▶ [Consigne]
D'après l'article sur Giani Stuparich, quelle île est au cœur du récit L'île ? Répondez en une phrase, s'il vous plaît.

▶ [Texte fourni]
------------------------------------------------------------

Tageblatt, 27 juillet 2006, par Corina Ciocârlie-Mersch

Un dernier bateau pour l’Istrie

En signant ses Trois Orients, Claudio Magris admet que le voyage même le plus passionné, est toujours pause, fuite, trêve de véritable risque. Revenir chez soi, c’est retrouver un monde adulte, menaçant, envahissant – celui qu’évoque aussi le final de ce magnifique récit, récemment réédité, d’un autre Triestin : L’Île de Giani Stuparich.

Le parcours de Giani Stuparich – né en 1891 d’une mère juive et d’un père istrien d’origine slave et autrichienne, dans le grand port de l’Empire habsbourgeois qu’était alors Trieste – représente la quintessence même de ce qu’on appelle un « écrivain de frontière ». Resté longtemps inédit en France, il a été découvert à la fin des années 8o grâce, entre autres, à Christian Bourgois et à la collection « Terra d’altri » de chez Verdier, fondée par Philippe Renard et Bernard Simeone.

Ayant fait ses études aussi bien à Florence qu’à Prague, où il devint l’ami de Masaryk, futur président de la République tchécoslovaque, Giani Stuparich s’est formé dans un creuset de nations en ébullition. Interventionniste, il rejoint, avec son frère Carlo, les troupes italiennes au début du premier conflit mondial, devenant par là même déserteur aux yeux des Autrichiens. Acculé à la reddition, Carlo se suicide pour ne pas tomber aux mains de l’ennemi. Giani, fait prisonnier, sauve sa vie sous une fausse identité. Conversation avec mon frère est la poignante évocation de ce tragique épisode.

Par sa mère et par sa femme, Stuparich appartient à la communauté juive de Trieste (qui a donné notamment Italo Svevo et Umberto Saba) : en 1944 tous trois seront internés par les SS dans un camp de la mort, la Risiera di San Sabba, mais seront libérés grâce à l’intervention des autorités italiennes. Trieste dans mes souvenirs, publié en 1948, apparaît non seulement comme une autobiographie mais comme le portrait de toute une génération d’intellectuels triestins, particulièrement sensibles à la crise de la conscience européenne.

Le chef-d’œuvre de Stuparich est un bref récit d’inspiration autobiographique, L’île, paru en 1942 chez Einaudi et publié aujourd’hui en poche par les éditions Verdier, dans la très belle traduction de Gilbert Bosetti. L’île est celle de Lussinpiccolo, au large de l’Istrie. Un homme atteint d’un mal incurable convie son fils à un dernier périple vers ce lieu mythique des origines – et de l’adolescence de l’auteur.

------------------------------------------------------------

▶ [Données enregistrées]

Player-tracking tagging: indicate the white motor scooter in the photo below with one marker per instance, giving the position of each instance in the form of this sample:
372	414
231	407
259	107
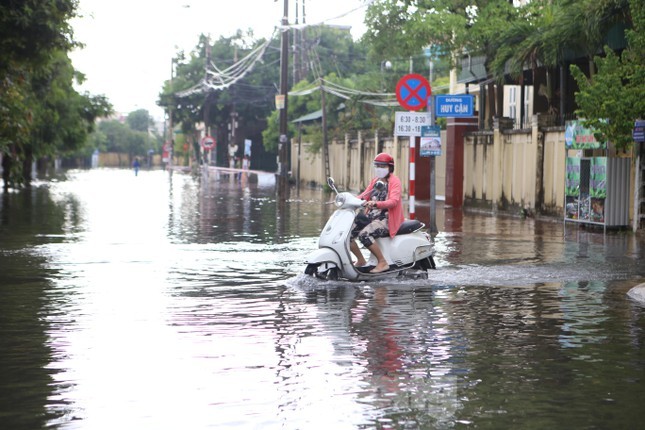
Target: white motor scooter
409	252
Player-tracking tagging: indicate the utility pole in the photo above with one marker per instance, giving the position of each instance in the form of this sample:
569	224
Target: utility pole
283	165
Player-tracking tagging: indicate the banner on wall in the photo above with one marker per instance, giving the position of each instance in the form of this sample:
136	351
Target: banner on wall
598	188
577	136
572	187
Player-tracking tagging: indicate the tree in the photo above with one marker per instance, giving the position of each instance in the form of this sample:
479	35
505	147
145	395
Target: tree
612	98
41	112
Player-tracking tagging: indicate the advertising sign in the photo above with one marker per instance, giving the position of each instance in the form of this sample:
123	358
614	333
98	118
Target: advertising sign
454	105
413	91
430	141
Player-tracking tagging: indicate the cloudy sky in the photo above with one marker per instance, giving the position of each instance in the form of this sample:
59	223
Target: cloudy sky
129	44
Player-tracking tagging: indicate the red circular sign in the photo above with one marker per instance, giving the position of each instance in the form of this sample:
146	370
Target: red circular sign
208	142
413	91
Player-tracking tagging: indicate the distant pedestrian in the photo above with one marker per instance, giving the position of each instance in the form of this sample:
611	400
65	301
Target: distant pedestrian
136	164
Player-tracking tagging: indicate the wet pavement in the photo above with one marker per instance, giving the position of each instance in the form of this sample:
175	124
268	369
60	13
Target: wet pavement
168	301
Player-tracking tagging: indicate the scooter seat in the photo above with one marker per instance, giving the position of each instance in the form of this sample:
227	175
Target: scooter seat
410	226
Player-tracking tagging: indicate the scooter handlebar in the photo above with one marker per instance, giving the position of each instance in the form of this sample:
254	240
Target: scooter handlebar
348	201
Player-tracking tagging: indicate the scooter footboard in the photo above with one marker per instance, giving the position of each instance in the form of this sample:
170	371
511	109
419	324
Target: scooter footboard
404	251
324	255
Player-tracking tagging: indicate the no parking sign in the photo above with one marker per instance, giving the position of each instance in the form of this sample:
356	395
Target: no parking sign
208	142
413	91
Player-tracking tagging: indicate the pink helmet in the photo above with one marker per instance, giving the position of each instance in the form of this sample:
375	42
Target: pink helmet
384	158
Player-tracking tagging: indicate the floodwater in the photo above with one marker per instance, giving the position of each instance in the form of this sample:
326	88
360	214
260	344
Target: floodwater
166	301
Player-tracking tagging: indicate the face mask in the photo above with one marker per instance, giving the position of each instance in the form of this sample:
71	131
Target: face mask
381	172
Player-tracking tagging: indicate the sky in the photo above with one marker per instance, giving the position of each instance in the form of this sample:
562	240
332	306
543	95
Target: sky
129	44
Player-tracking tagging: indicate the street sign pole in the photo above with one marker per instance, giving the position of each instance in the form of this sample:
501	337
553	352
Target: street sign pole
433	205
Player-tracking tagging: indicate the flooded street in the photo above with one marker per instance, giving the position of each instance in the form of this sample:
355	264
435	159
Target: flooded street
166	301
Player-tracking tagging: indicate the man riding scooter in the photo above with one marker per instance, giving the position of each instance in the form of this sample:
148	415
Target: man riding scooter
383	213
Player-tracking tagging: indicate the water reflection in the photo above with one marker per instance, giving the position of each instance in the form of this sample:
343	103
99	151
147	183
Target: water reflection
172	301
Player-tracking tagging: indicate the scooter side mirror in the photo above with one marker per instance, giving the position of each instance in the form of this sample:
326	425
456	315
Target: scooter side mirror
332	184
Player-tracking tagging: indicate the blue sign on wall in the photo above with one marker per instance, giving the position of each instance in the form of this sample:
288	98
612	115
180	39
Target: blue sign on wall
454	105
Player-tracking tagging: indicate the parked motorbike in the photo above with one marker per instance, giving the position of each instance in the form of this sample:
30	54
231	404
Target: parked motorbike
409	253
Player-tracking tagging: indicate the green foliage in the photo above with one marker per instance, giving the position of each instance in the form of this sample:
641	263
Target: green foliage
613	98
41	113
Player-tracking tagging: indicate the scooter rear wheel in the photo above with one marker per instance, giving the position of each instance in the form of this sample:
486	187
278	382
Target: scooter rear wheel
425	264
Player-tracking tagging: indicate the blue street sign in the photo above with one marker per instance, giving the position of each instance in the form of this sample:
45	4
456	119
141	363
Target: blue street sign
454	105
638	134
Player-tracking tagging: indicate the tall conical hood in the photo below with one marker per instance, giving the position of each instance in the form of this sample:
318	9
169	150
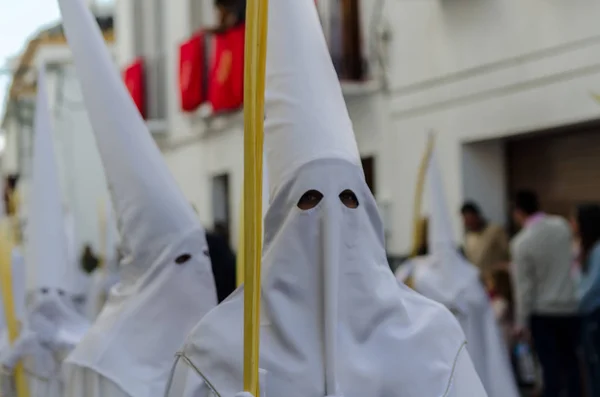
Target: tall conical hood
440	234
150	208
306	117
47	255
449	272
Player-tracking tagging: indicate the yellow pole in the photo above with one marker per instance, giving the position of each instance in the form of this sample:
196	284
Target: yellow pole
254	89
6	245
418	224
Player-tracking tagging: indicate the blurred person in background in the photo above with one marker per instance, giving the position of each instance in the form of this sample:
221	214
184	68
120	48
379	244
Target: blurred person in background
11	198
545	297
230	13
502	303
587	228
486	244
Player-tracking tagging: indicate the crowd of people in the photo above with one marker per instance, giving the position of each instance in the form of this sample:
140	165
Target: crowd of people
545	288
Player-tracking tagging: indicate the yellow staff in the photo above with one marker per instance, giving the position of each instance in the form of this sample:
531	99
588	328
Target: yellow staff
12	323
254	103
418	224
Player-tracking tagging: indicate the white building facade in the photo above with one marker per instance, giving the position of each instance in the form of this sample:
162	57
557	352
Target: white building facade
81	172
506	86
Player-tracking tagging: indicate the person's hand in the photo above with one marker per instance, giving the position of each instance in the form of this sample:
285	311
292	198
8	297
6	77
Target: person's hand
522	333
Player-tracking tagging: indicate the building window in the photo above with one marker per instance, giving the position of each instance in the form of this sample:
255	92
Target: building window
346	40
220	205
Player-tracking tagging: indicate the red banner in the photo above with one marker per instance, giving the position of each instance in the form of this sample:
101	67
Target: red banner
134	80
192	69
226	89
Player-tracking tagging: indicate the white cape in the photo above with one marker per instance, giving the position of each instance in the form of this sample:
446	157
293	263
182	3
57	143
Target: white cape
475	314
81	382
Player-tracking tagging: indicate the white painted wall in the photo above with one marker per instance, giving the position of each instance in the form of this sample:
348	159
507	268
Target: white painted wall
80	169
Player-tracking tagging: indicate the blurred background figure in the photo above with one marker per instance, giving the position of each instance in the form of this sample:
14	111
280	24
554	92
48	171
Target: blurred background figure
546	303
486	244
230	13
587	229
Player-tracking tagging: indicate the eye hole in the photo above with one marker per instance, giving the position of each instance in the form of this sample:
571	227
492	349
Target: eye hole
181	259
348	198
309	200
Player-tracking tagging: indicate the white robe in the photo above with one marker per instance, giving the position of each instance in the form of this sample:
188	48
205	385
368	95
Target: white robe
41	365
81	381
475	314
463	383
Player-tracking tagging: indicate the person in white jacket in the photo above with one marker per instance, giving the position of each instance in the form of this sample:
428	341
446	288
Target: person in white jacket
52	325
445	276
334	321
166	283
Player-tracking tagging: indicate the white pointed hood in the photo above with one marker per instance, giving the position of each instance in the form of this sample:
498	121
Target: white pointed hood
306	116
333	320
150	208
166	279
47	246
47	251
446	273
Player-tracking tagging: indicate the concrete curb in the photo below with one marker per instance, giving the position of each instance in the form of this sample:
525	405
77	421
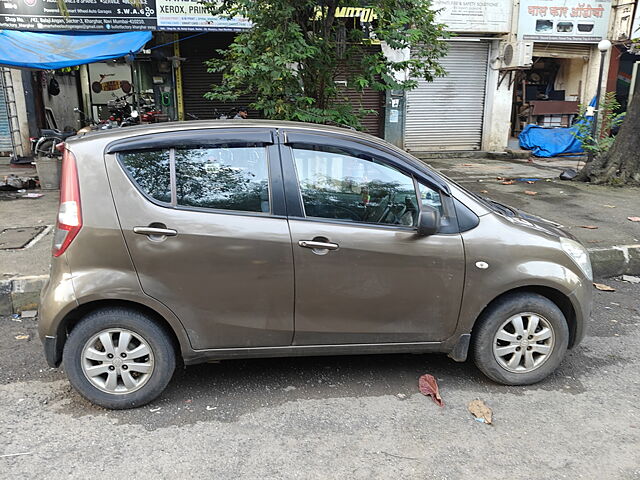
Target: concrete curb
616	260
23	293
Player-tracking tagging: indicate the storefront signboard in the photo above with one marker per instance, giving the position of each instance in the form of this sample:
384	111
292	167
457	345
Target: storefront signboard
109	80
475	16
191	15
113	15
569	21
635	28
46	15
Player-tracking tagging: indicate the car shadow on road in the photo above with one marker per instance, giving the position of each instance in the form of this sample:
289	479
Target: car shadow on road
227	390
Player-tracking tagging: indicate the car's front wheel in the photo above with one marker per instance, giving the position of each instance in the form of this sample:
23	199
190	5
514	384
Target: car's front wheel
520	339
119	358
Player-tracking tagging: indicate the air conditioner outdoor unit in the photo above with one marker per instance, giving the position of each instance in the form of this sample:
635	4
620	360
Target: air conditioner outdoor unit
516	55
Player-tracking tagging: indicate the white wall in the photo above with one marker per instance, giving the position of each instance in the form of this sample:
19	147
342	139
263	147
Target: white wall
497	124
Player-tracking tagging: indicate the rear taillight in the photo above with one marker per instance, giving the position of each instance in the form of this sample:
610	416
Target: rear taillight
69	213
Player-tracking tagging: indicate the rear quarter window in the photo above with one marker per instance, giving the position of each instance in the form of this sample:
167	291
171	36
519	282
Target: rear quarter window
150	171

------------------------------------------------------------

▶ [Résultat final]
C'est l'île de Lussinpiccolo, au large de l'Istrie.